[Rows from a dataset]
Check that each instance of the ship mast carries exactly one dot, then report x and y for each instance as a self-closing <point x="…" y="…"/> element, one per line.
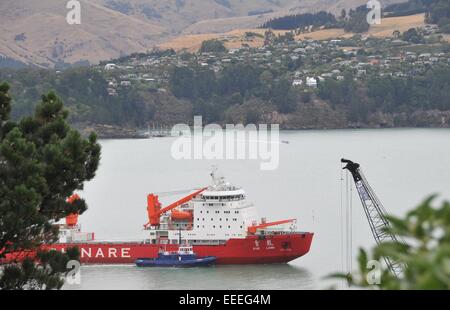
<point x="375" y="213"/>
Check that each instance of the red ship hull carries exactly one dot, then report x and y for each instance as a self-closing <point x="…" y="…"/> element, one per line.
<point x="251" y="250"/>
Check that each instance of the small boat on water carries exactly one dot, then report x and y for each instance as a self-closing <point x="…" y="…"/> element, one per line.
<point x="184" y="257"/>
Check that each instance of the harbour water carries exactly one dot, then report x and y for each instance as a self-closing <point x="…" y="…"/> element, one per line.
<point x="402" y="165"/>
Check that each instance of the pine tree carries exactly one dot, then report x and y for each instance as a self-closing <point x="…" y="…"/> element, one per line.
<point x="42" y="162"/>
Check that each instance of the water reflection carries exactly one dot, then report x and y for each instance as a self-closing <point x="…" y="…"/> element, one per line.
<point x="283" y="276"/>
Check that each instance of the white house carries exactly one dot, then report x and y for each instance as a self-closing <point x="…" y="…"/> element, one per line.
<point x="311" y="82"/>
<point x="297" y="82"/>
<point x="110" y="66"/>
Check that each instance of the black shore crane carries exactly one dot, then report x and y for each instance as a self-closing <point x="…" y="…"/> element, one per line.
<point x="374" y="211"/>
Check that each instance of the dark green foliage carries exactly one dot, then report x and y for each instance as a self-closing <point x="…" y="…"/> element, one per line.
<point x="407" y="8"/>
<point x="42" y="162"/>
<point x="292" y="22"/>
<point x="46" y="272"/>
<point x="283" y="96"/>
<point x="357" y="20"/>
<point x="84" y="91"/>
<point x="389" y="94"/>
<point x="212" y="46"/>
<point x="424" y="253"/>
<point x="439" y="9"/>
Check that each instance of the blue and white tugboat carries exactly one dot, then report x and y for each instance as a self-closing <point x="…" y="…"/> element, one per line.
<point x="184" y="257"/>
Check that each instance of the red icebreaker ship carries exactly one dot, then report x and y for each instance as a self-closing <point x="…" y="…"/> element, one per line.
<point x="216" y="221"/>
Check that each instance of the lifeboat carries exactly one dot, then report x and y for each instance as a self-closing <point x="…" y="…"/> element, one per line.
<point x="178" y="215"/>
<point x="72" y="219"/>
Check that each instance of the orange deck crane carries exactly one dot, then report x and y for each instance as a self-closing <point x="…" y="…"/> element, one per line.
<point x="154" y="207"/>
<point x="252" y="229"/>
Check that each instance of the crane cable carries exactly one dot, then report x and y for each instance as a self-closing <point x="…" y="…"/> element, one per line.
<point x="341" y="218"/>
<point x="348" y="224"/>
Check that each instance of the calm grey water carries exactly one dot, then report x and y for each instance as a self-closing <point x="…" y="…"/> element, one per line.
<point x="402" y="165"/>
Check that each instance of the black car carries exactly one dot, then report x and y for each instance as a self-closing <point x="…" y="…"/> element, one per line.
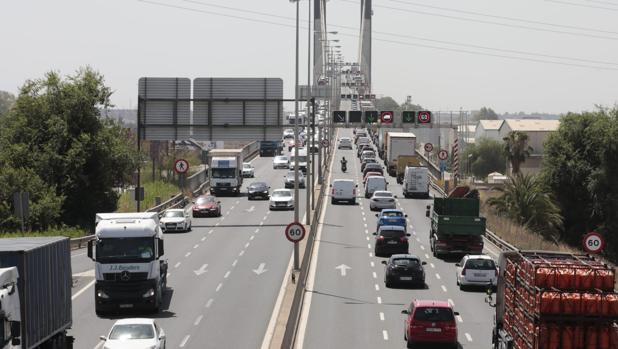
<point x="391" y="239"/>
<point x="258" y="190"/>
<point x="373" y="167"/>
<point x="404" y="268"/>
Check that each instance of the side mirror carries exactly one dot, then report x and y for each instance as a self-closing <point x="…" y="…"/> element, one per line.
<point x="161" y="248"/>
<point x="90" y="245"/>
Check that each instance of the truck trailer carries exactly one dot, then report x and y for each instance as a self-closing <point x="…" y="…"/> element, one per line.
<point x="553" y="300"/>
<point x="35" y="292"/>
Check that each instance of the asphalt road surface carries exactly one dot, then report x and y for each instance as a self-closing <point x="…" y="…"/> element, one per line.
<point x="347" y="304"/>
<point x="224" y="276"/>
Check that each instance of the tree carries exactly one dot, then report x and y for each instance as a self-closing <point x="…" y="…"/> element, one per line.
<point x="485" y="114"/>
<point x="528" y="202"/>
<point x="516" y="149"/>
<point x="56" y="135"/>
<point x="485" y="157"/>
<point x="581" y="166"/>
<point x="6" y="101"/>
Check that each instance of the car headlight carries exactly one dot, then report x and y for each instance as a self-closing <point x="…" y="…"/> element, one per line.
<point x="148" y="293"/>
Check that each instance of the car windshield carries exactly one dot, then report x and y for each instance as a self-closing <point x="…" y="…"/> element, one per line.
<point x="281" y="194"/>
<point x="406" y="262"/>
<point x="171" y="214"/>
<point x="433" y="314"/>
<point x="125" y="249"/>
<point x="132" y="331"/>
<point x="392" y="233"/>
<point x="480" y="264"/>
<point x="223" y="172"/>
<point x="205" y="200"/>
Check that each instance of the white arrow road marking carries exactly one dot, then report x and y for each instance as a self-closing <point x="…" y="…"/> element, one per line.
<point x="201" y="270"/>
<point x="343" y="269"/>
<point x="260" y="270"/>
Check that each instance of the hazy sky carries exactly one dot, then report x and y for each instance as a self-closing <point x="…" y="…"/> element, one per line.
<point x="446" y="54"/>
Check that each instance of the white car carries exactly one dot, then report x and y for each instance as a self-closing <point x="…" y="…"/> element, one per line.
<point x="382" y="199"/>
<point x="175" y="219"/>
<point x="280" y="161"/>
<point x="281" y="199"/>
<point x="476" y="270"/>
<point x="248" y="170"/>
<point x="136" y="333"/>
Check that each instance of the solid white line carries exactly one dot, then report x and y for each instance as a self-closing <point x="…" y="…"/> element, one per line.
<point x="83" y="289"/>
<point x="184" y="341"/>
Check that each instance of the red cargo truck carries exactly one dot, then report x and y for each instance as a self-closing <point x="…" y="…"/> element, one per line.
<point x="549" y="300"/>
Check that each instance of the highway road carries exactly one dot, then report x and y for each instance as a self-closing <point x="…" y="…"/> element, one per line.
<point x="224" y="276"/>
<point x="347" y="304"/>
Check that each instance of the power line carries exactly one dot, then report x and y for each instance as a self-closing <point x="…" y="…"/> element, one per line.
<point x="387" y="40"/>
<point x="413" y="37"/>
<point x="491" y="22"/>
<point x="505" y="17"/>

Work required: Give the records above as a two-column CSV with the columns "request" and "points," with one row per request: put the request text in the first field and its answer in the second, quote each field, and turn any line breaks into spaces. Cover every one of the records, and leave the pictures out.

Complete answer:
request,points
"Check that each instance of the ship mast carries exactly one dot, then report x and y for each instance as a self-closing <point x=""…"" y=""…""/> element, one per line.","<point x=""375"" y=""213""/>"
"Check that each instance of the red ship hull carries exactly one dot, then report x and y for each instance as a self-closing <point x=""…"" y=""…""/> element, one per line.","<point x=""251"" y=""250""/>"
"Check that each instance of the small boat on water carries exactly one dot, then report x and y for each instance as a self-closing <point x=""…"" y=""…""/> element, one per line.","<point x=""184"" y=""257""/>"
"Check that each instance of the harbour water carries exactly one dot, then report x and y for each instance as a self-closing <point x=""…"" y=""…""/> element, one per line.","<point x=""402"" y=""165""/>"
"Check that each instance of the pine tree carries exactly one dot, then report x and y for each instance as a self-closing <point x=""…"" y=""…""/> element, one per line.","<point x=""42"" y=""162""/>"
"Check that each instance of the water reflection carries exactly one dot, then report x and y for each instance as a self-closing <point x=""…"" y=""…""/> element, one per line.","<point x=""283"" y=""276""/>"
"Check that each instance of the white house carries exactly one dot, then report x and y for each instance as a self-closing <point x=""…"" y=""…""/> element, one per line.","<point x=""311"" y=""82""/> <point x=""297"" y=""82""/> <point x=""110"" y=""66""/>"
"Check that each instance of the black shore crane carries exactly one dot, then report x and y for each instance as a self-closing <point x=""…"" y=""…""/> element, one per line.","<point x=""374"" y=""211""/>"
"Check that each instance of the dark green foliage carries exactly one dot, then report x and y for each instance as a self-closing <point x=""…"" y=""…""/> element, one per line.","<point x=""407"" y=""8""/> <point x=""42"" y=""162""/> <point x=""292"" y=""22""/> <point x=""46"" y=""272""/> <point x=""283"" y=""96""/> <point x=""357"" y=""20""/> <point x=""84"" y=""91""/> <point x=""389"" y=""94""/> <point x=""212"" y=""46""/> <point x=""424"" y=""253""/> <point x=""439"" y=""9""/>"
"Check that each instance of the blue and white tugboat carries exactly one dot, then report x and y for each instance as a self-closing <point x=""…"" y=""…""/> element, one per line.","<point x=""184"" y=""257""/>"
"Check that each instance of the red icebreaker ship carries exactly one dot, then report x and y for each instance as a self-closing <point x=""…"" y=""…""/> element, one per line.","<point x=""216"" y=""221""/>"
"Check that each instance of the lifeboat carries exactly one dot, then report x and y for each instance as a self-closing <point x=""…"" y=""…""/> element, one per line.","<point x=""178"" y=""215""/> <point x=""72"" y=""219""/>"
"Check that each instance of the orange deck crane carries exactly one dot, then report x and y for each instance as a self-closing <point x=""…"" y=""…""/> element, one per line.","<point x=""154"" y=""207""/> <point x=""252"" y=""229""/>"
"Check that each instance of the crane cable carries exactly one dot, then report x and y for each instance as a self-closing <point x=""…"" y=""…""/> element, one per line.","<point x=""341"" y=""218""/> <point x=""348"" y=""224""/>"
"Check that each instance of the calm grey water carries exactly one dot, then report x and y for each instance as a self-closing <point x=""…"" y=""…""/> element, one per line.","<point x=""402"" y=""165""/>"
"Check that each instance of the black car carries exactly one dot, then report x and y for each instance as a self-closing <point x=""…"" y=""…""/> element, one per line.","<point x=""391"" y=""239""/> <point x=""258"" y=""190""/> <point x=""373"" y=""167""/> <point x=""404"" y=""268""/>"
"Check that each instance of the side mirror carries exactly one dot, then report x and y for each instance as a self-closing <point x=""…"" y=""…""/> element, one per line.","<point x=""161"" y=""248""/> <point x=""90"" y=""245""/>"
"Check that each instance of the truck trailer carries exactly one dot, then report x and y for each instance as a self-closing <point x=""…"" y=""…""/> element, one per line.","<point x=""553"" y=""300""/> <point x=""35"" y=""292""/>"
"Check that each instance of the asphalt road surface carries exactly one dot, then report x and y for each instance as a self-closing <point x=""…"" y=""…""/> element, one per line.","<point x=""347"" y=""304""/> <point x=""224"" y=""276""/>"
"Check that each instance of the tree carries exactly one dot, then report x and y for each instance as a self-closing <point x=""…"" y=""…""/> element, one per line.","<point x=""485"" y=""114""/> <point x=""528"" y=""202""/> <point x=""516"" y=""149""/> <point x=""56"" y=""135""/> <point x=""485"" y=""157""/> <point x=""581"" y=""166""/> <point x=""6"" y=""101""/>"
"Check that each instance of the car headlight carries exactly one dot, then report x and y for each instance as a self-closing <point x=""…"" y=""…""/> element, one per line.","<point x=""148"" y=""293""/>"
"Check that each instance of the car windshield carries exactly one dot, then report x and y for each instance as a self-closing <point x=""…"" y=""…""/> element, one per line.","<point x=""281"" y=""194""/> <point x=""406"" y=""262""/> <point x=""171"" y=""214""/> <point x=""433"" y=""314""/> <point x=""125"" y=""249""/> <point x=""132"" y=""331""/> <point x=""392"" y=""233""/> <point x=""480"" y=""264""/> <point x=""223"" y=""172""/> <point x=""205"" y=""200""/>"
"Check that each instance of the white arrow road marking carries exactly one dot, then report x and y for each instance as a self-closing <point x=""…"" y=""…""/> element, one per line.","<point x=""201"" y=""270""/> <point x=""343"" y=""269""/> <point x=""260"" y=""270""/>"
"Check that each instance of the hazy sky carries exactly one dot, then report x and y for each instance as a self-closing <point x=""…"" y=""…""/> element, one per line.","<point x=""446"" y=""54""/>"
"Check that each instance of the white car carries exactly one dot, then report x and y for each instance as a self-closing <point x=""…"" y=""…""/> element, one per line.","<point x=""382"" y=""199""/> <point x=""175"" y=""219""/> <point x=""280"" y=""161""/> <point x=""281"" y=""199""/> <point x=""476"" y=""270""/> <point x=""248"" y=""170""/> <point x=""136"" y=""333""/>"
"Check that each instance of the solid white line carries exactly one dot, then report x and y for each instance as a self-closing <point x=""…"" y=""…""/> element, one per line.","<point x=""83"" y=""289""/> <point x=""184"" y=""341""/>"
"Check that each instance of the red cargo truck carries exactly one dot, then report x and y for each instance as a self-closing <point x=""…"" y=""…""/> element, one per line.","<point x=""549"" y=""300""/>"
"Check that each instance of the highway road carries exactly one dot, then report x and y for each instance as a self-closing <point x=""…"" y=""…""/> element, one per line.","<point x=""224"" y=""276""/> <point x=""347"" y=""304""/>"
"Check that each instance of the power line carries exactly one dot, then report x and y for each instance as a self-closing <point x=""…"" y=""…""/> element, one per line.","<point x=""387"" y=""40""/> <point x=""413"" y=""37""/> <point x=""491"" y=""22""/> <point x=""505"" y=""17""/>"